What this task involves ->
Count the lines in the entries below that include the word "spike". Give nothing but the number.

Stored data entries ->

════

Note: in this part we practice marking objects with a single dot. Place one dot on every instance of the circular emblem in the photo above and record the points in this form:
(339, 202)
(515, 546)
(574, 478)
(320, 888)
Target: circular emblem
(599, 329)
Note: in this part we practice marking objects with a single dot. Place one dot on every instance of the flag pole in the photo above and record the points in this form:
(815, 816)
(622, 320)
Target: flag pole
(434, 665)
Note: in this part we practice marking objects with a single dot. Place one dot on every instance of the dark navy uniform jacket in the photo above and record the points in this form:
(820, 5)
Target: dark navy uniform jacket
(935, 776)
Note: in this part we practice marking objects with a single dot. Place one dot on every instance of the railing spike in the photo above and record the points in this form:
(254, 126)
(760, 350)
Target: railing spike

════

Written solution ->
2